** Start Provided material **

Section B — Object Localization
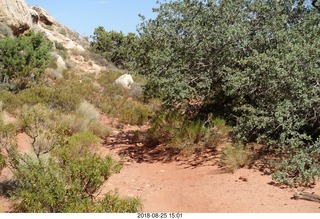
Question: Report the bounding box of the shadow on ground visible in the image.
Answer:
[104,131,218,168]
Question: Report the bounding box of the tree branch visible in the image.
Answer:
[311,0,320,12]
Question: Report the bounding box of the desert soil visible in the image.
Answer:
[0,116,320,213]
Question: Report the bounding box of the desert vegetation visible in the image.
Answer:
[0,0,320,212]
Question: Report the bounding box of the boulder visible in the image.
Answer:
[0,0,33,36]
[116,74,133,89]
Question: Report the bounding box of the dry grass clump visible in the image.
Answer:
[220,143,252,172]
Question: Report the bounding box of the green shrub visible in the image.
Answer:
[4,126,141,213]
[0,32,51,92]
[0,22,13,37]
[0,89,21,113]
[91,26,138,68]
[146,112,218,154]
[0,153,6,174]
[130,0,320,186]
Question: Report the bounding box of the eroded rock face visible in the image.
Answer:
[0,0,33,35]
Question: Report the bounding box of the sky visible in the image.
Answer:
[26,0,158,37]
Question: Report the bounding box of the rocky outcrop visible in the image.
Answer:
[0,0,33,35]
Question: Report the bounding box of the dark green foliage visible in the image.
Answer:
[91,27,138,68]
[9,132,141,213]
[128,0,320,184]
[0,22,13,37]
[0,32,51,92]
[147,111,221,154]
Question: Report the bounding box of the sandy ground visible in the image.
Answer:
[0,117,320,213]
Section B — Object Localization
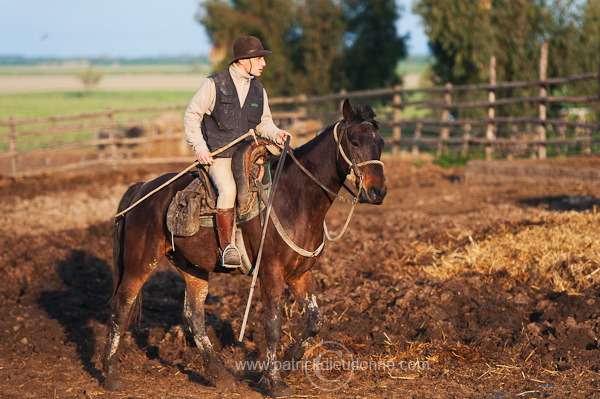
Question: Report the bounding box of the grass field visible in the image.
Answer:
[0,90,194,120]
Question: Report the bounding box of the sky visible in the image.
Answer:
[0,0,429,58]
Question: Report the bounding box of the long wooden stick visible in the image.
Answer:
[115,129,255,219]
[238,137,290,342]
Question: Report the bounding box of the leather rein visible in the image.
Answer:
[257,122,384,258]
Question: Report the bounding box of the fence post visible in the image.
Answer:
[411,122,423,159]
[537,42,548,159]
[392,85,402,159]
[106,108,117,159]
[485,55,496,160]
[338,89,348,119]
[461,123,471,157]
[8,116,19,174]
[437,83,452,157]
[577,108,592,155]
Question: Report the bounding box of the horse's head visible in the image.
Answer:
[336,99,387,204]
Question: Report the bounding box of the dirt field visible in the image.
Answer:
[0,159,600,399]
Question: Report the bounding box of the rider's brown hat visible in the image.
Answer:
[230,36,273,64]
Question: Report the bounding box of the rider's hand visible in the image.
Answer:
[196,150,215,165]
[277,130,292,145]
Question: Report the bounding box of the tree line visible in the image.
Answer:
[196,0,600,101]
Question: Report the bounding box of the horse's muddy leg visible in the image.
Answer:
[260,270,292,398]
[282,271,323,377]
[180,268,236,390]
[102,270,152,391]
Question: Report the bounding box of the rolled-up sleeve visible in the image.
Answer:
[183,78,216,152]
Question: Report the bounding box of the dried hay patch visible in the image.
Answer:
[425,211,600,293]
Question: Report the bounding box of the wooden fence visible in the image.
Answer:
[0,56,600,176]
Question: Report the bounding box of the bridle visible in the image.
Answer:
[288,121,384,205]
[259,121,384,258]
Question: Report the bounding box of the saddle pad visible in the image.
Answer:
[200,181,271,227]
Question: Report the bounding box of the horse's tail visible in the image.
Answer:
[108,182,144,313]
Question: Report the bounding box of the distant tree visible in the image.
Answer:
[414,0,599,84]
[77,68,104,95]
[286,0,345,94]
[197,0,406,95]
[341,0,408,90]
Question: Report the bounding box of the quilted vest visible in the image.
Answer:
[202,70,264,158]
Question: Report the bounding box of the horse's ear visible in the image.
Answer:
[342,99,356,122]
[362,104,376,119]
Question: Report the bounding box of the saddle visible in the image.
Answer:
[167,139,281,237]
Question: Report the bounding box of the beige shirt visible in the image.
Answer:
[183,63,281,153]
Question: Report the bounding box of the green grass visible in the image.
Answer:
[396,56,433,75]
[0,90,194,120]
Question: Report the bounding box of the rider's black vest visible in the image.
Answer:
[202,69,264,158]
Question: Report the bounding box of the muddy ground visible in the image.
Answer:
[0,159,600,399]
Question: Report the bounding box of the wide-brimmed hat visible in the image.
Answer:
[230,36,273,64]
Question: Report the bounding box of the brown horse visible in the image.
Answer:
[103,100,387,397]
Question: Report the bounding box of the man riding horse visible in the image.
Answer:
[184,36,291,268]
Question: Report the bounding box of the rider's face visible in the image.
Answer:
[238,57,267,76]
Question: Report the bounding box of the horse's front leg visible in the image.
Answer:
[180,268,236,390]
[260,265,292,398]
[282,270,323,377]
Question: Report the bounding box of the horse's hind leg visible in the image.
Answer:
[179,267,236,390]
[102,268,154,390]
[282,271,323,377]
[260,268,292,397]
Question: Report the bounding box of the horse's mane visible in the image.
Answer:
[294,105,379,153]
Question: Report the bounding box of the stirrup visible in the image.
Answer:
[221,244,242,269]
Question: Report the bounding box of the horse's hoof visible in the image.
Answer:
[269,381,292,398]
[214,376,237,391]
[102,378,123,391]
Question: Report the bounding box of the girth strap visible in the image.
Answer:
[256,180,325,258]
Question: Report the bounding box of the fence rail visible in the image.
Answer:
[0,51,600,176]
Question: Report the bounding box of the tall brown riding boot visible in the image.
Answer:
[216,208,241,268]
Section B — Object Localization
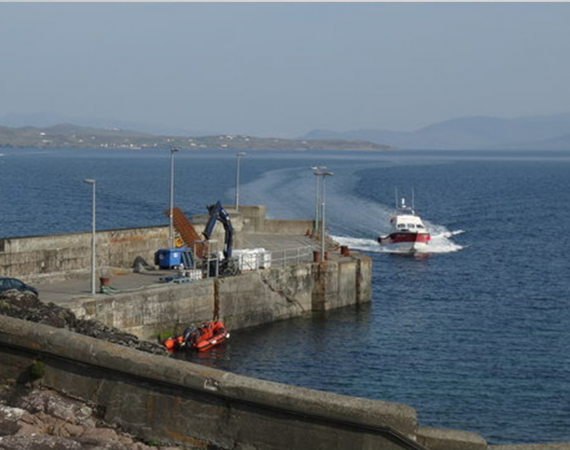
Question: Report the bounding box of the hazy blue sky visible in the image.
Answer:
[0,3,570,136]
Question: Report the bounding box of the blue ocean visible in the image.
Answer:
[0,149,570,444]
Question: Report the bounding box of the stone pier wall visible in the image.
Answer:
[0,316,487,450]
[66,254,370,339]
[0,227,168,283]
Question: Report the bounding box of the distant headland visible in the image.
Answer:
[0,124,396,151]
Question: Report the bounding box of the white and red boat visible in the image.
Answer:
[378,199,431,253]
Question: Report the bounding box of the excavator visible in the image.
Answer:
[202,201,238,275]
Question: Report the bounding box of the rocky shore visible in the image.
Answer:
[0,291,180,450]
[0,384,181,450]
[0,290,168,355]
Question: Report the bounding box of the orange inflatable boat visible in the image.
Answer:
[164,321,230,352]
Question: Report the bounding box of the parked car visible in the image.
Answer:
[0,277,38,295]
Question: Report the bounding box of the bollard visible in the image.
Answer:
[313,250,321,262]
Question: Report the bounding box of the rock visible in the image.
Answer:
[0,405,26,436]
[0,290,167,355]
[0,435,82,450]
[77,428,122,446]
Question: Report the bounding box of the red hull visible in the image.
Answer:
[164,321,230,352]
[378,233,431,244]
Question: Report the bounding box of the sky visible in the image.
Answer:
[0,3,570,137]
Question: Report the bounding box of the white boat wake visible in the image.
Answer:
[235,164,463,253]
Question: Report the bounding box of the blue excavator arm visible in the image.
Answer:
[202,201,234,260]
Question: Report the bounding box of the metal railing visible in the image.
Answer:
[268,245,313,267]
[194,245,313,278]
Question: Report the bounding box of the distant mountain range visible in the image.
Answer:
[303,113,570,150]
[0,124,391,151]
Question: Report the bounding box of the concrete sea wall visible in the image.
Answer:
[0,316,487,450]
[71,253,371,339]
[0,227,168,282]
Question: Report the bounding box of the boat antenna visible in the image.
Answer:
[394,187,398,209]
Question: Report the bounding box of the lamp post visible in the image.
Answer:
[168,148,178,248]
[83,178,97,294]
[235,152,246,211]
[315,172,334,262]
[309,166,326,236]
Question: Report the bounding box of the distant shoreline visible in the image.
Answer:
[0,124,397,151]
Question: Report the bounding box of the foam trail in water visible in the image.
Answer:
[241,166,463,253]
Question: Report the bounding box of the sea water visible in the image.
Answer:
[0,149,570,443]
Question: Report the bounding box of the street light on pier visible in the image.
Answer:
[83,178,97,294]
[235,152,246,211]
[309,166,326,236]
[315,172,334,262]
[168,148,178,248]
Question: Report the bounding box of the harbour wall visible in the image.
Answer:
[0,206,312,284]
[69,254,371,339]
[0,227,168,283]
[0,316,487,450]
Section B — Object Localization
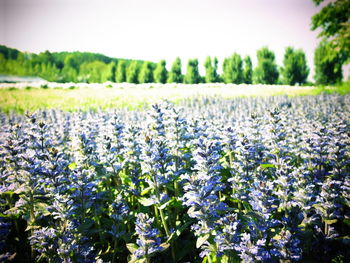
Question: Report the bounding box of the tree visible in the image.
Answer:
[281,47,309,85]
[222,53,243,84]
[80,60,110,83]
[154,60,168,83]
[126,60,139,83]
[204,56,218,83]
[108,61,117,82]
[115,60,126,83]
[243,56,253,84]
[314,41,343,85]
[253,47,279,84]
[311,0,350,63]
[168,57,183,83]
[139,61,153,83]
[184,59,201,84]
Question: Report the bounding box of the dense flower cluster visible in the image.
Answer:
[0,95,350,263]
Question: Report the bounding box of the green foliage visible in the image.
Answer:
[126,61,139,83]
[168,57,183,83]
[154,60,168,83]
[222,53,243,84]
[80,61,111,83]
[204,56,219,83]
[0,45,20,59]
[311,0,350,63]
[314,41,343,85]
[281,47,309,85]
[138,61,153,83]
[253,47,279,84]
[115,60,126,83]
[184,59,201,84]
[0,45,153,82]
[108,61,117,82]
[243,56,253,84]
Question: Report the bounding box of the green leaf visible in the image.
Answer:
[141,187,153,195]
[196,234,210,248]
[159,199,173,210]
[343,219,350,226]
[126,243,139,253]
[78,219,94,232]
[260,163,276,169]
[68,163,77,170]
[24,225,40,231]
[324,219,338,225]
[139,197,155,206]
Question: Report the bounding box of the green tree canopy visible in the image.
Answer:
[314,41,343,85]
[281,47,309,85]
[184,59,201,84]
[154,60,168,83]
[204,56,218,83]
[311,0,350,63]
[253,47,279,84]
[126,61,139,83]
[168,57,183,83]
[115,60,126,83]
[80,61,110,83]
[138,61,153,83]
[243,56,253,84]
[222,53,243,84]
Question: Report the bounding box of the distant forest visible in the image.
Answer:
[0,45,150,83]
[0,42,343,85]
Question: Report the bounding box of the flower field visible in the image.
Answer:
[0,94,350,263]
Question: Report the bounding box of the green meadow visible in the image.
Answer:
[0,82,350,114]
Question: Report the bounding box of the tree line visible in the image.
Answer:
[0,41,344,85]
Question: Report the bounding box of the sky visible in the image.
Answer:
[0,0,334,79]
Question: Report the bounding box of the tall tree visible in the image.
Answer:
[126,61,139,83]
[154,60,168,83]
[253,47,279,84]
[281,47,309,85]
[168,57,183,83]
[311,0,350,63]
[222,53,243,84]
[115,60,126,83]
[139,61,153,83]
[243,56,253,84]
[204,56,218,83]
[314,41,343,85]
[108,61,117,82]
[184,59,201,84]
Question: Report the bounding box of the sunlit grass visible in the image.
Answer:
[0,82,350,113]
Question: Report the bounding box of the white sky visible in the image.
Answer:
[0,0,330,79]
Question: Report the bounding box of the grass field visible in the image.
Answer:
[0,82,350,113]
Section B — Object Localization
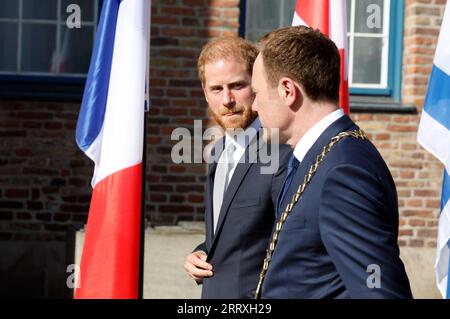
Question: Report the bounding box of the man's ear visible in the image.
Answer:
[278,77,303,111]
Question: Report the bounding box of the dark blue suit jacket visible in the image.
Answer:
[196,132,292,299]
[262,116,411,298]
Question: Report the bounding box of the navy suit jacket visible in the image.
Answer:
[262,116,411,298]
[195,132,292,299]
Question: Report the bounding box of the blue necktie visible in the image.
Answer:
[277,154,300,216]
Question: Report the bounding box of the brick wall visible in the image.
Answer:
[0,0,445,247]
[353,0,446,247]
[0,101,92,241]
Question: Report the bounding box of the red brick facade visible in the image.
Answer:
[0,0,445,247]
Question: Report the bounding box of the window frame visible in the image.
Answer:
[0,0,103,101]
[239,0,405,105]
[350,0,404,102]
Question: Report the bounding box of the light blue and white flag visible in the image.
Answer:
[417,2,450,299]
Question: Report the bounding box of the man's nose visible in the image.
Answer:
[252,98,258,112]
[222,88,235,107]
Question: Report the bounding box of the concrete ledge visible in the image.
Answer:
[75,222,441,299]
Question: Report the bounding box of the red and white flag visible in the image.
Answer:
[292,0,350,114]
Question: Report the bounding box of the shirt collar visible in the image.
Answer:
[225,117,261,150]
[294,108,344,162]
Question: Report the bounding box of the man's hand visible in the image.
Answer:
[184,251,213,284]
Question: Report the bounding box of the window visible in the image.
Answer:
[241,0,296,41]
[0,0,99,96]
[240,0,404,102]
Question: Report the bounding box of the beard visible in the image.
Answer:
[211,106,258,130]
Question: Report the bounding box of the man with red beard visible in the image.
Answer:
[184,37,291,299]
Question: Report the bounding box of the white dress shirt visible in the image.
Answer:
[294,108,344,162]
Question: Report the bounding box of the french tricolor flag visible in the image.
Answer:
[75,0,150,298]
[417,2,450,299]
[292,0,350,114]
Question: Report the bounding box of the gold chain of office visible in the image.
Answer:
[255,129,368,299]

** End Provided material **

# [Work instructions]
Reproduce the records verbatim from the line containing "Question: Report the bounding box of the girth" through the line containing "[202,201,238,275]", both lines included. Leave the pictures out of your copy.

# [Solution for this problem]
Question: Report the bounding box of the girth strap visible in the image.
Answer:
[256,180,325,258]
Question: Report the bounding box of the fence rail visible in the image.
Answer:
[0,51,600,176]
Question: Report the bounding box of the tall brown riding boot visible in the image.
Answer:
[216,208,241,268]
Section B — Object Localization
Question: Report the bounding box of the hazy blue sky visible in the image.
Answer:
[0,3,570,136]
Question: Report the bounding box of the blue ocean visible in the image.
Answer:
[0,149,570,444]
Question: Report the bounding box of the stone pier wall visible in the image.
Answer:
[0,316,487,450]
[66,254,370,339]
[0,227,168,283]
Question: Report the bounding box of the distant headland visible in the image.
Answer:
[0,124,396,151]
Question: Report the bounding box of the white and red boat visible in the image.
Answer:
[378,199,431,253]
Question: Report the bounding box of the excavator visible in the image.
Answer:
[202,201,238,275]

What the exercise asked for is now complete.